Rewrite the entries from their start up to and including the line with "column 277, row 54", changing "fence line" to "wooden fence" and leaving everything else untouched. Omit the pictures.

##### Information shown #####

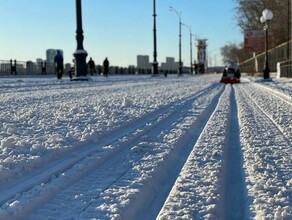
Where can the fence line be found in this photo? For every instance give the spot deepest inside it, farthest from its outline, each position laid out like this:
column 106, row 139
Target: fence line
column 277, row 54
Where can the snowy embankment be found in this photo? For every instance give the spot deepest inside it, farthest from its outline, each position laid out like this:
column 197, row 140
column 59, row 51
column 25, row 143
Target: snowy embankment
column 197, row 191
column 135, row 147
column 266, row 134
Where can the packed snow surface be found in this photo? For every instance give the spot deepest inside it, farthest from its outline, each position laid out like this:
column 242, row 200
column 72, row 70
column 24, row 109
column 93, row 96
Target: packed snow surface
column 141, row 147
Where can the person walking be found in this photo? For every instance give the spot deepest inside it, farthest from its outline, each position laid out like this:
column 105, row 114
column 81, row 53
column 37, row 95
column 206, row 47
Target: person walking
column 91, row 66
column 59, row 64
column 105, row 67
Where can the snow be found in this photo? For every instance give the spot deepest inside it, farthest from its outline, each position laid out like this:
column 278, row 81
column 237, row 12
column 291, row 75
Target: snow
column 141, row 147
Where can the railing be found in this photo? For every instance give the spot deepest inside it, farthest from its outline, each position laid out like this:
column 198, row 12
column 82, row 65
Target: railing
column 14, row 67
column 284, row 69
column 276, row 55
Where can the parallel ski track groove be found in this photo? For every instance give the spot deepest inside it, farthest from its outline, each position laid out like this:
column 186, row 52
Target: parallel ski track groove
column 269, row 120
column 137, row 125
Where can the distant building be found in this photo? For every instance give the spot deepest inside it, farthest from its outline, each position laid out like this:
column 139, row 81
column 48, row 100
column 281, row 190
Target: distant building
column 50, row 55
column 201, row 55
column 143, row 64
column 170, row 65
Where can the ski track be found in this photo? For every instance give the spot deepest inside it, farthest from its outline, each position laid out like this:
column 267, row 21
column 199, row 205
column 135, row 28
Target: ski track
column 218, row 197
column 199, row 158
column 267, row 169
column 46, row 191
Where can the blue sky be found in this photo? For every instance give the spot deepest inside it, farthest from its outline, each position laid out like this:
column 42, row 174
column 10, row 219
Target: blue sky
column 117, row 29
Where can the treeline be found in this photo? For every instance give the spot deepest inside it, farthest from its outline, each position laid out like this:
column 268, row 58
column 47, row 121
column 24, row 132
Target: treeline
column 248, row 14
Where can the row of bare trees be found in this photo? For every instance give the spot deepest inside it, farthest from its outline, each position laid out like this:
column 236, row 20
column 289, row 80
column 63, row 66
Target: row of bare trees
column 248, row 13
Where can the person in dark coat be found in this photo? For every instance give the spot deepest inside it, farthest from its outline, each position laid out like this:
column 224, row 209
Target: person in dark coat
column 59, row 64
column 91, row 66
column 105, row 67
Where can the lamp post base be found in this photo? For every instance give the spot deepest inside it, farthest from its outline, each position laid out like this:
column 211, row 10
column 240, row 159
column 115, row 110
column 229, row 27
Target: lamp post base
column 154, row 69
column 266, row 73
column 80, row 63
column 80, row 78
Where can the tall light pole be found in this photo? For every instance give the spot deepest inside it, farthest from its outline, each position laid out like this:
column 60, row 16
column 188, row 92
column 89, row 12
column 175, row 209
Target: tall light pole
column 191, row 46
column 267, row 16
column 288, row 29
column 180, row 23
column 80, row 54
column 155, row 63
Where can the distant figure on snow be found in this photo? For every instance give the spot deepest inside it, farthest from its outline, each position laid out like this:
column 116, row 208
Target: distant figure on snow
column 91, row 66
column 59, row 64
column 105, row 67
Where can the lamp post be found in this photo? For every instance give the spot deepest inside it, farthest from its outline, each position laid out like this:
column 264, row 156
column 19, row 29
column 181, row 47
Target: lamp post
column 267, row 15
column 80, row 54
column 155, row 63
column 191, row 46
column 180, row 23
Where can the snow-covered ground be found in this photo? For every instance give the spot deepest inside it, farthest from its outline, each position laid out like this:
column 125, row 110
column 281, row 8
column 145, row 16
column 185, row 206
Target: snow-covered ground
column 140, row 147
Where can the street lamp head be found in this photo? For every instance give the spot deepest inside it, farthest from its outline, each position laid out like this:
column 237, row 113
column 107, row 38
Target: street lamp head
column 267, row 14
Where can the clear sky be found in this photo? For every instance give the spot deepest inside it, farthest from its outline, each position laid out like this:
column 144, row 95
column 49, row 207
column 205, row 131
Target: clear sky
column 117, row 29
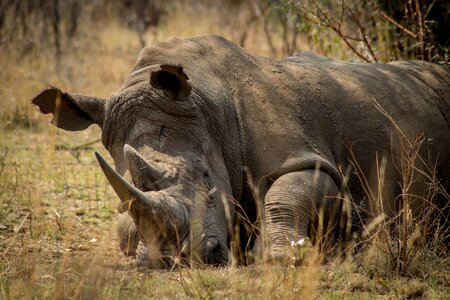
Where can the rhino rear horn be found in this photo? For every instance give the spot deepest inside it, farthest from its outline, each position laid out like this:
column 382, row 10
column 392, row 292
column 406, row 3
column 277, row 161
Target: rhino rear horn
column 124, row 190
column 145, row 175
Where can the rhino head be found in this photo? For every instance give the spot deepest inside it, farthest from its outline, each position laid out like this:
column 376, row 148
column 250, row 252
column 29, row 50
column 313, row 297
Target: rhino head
column 170, row 171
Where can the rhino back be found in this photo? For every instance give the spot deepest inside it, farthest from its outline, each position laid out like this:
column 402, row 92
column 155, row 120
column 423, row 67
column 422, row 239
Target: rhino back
column 294, row 113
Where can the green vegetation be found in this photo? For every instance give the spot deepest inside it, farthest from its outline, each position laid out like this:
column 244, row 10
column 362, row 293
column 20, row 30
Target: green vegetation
column 57, row 211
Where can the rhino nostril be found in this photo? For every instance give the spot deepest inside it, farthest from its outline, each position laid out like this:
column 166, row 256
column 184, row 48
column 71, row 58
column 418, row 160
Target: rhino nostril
column 214, row 253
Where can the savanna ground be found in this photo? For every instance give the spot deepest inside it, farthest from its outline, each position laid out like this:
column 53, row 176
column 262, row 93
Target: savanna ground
column 57, row 211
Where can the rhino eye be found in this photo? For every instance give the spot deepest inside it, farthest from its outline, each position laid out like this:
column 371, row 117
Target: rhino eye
column 162, row 133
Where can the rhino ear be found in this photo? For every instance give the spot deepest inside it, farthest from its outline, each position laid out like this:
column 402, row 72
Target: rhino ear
column 172, row 80
column 70, row 111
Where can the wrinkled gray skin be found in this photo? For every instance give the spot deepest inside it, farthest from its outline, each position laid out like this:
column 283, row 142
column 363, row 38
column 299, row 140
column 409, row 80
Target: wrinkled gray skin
column 194, row 114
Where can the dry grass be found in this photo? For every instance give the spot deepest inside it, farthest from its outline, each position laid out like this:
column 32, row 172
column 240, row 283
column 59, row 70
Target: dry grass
column 57, row 212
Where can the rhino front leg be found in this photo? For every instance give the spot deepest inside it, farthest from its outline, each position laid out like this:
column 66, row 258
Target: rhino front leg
column 128, row 234
column 292, row 205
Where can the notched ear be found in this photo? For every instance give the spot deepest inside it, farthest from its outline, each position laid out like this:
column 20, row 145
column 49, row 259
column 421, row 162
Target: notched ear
column 172, row 80
column 70, row 111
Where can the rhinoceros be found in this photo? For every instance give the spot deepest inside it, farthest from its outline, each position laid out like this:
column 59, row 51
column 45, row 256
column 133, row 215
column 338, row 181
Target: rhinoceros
column 204, row 134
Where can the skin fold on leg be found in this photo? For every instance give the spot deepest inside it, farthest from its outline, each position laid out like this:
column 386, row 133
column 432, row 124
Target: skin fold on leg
column 295, row 202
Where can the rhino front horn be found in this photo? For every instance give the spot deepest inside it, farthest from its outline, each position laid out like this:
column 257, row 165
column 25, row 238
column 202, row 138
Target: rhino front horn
column 124, row 190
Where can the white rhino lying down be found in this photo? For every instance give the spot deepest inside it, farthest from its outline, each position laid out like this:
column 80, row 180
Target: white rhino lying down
column 196, row 117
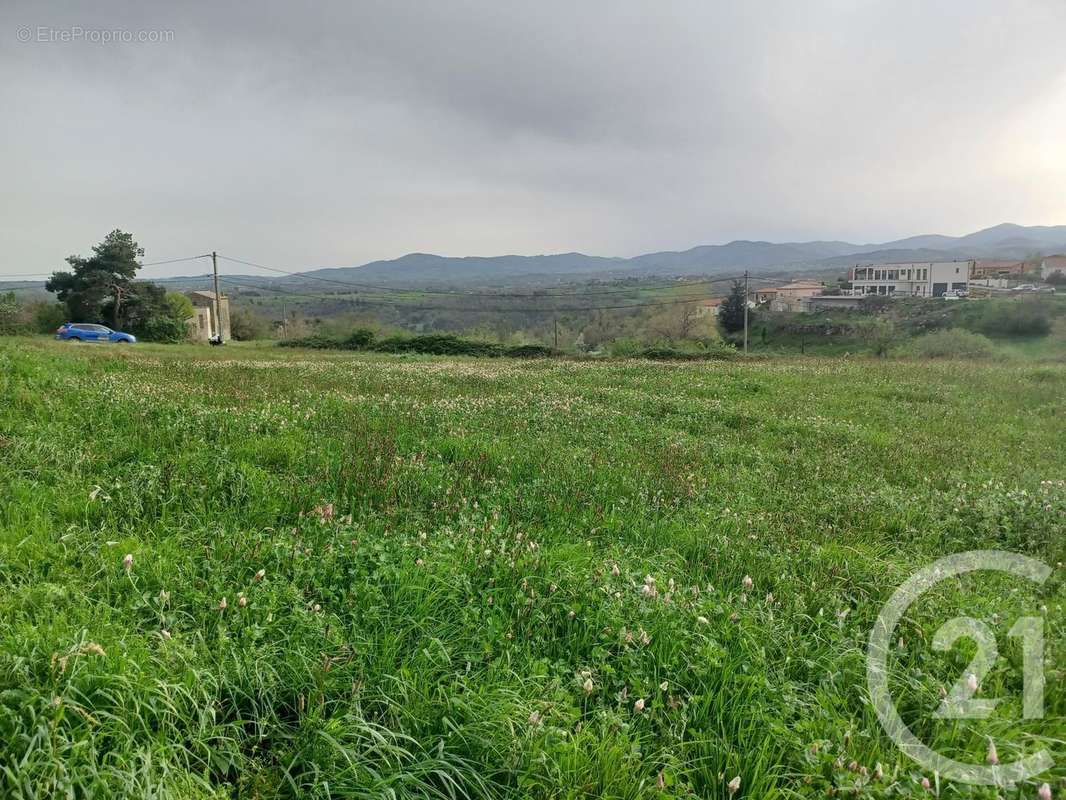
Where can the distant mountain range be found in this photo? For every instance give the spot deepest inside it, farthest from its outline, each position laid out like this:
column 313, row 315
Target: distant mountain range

#####

- [Reply]:
Where can the wooden fence be found in this photo? For every instance give the spot deepest inside it, farthest from its outline, each position laid out like this:
column 106, row 139
Target: wooden fence
column 277, row 54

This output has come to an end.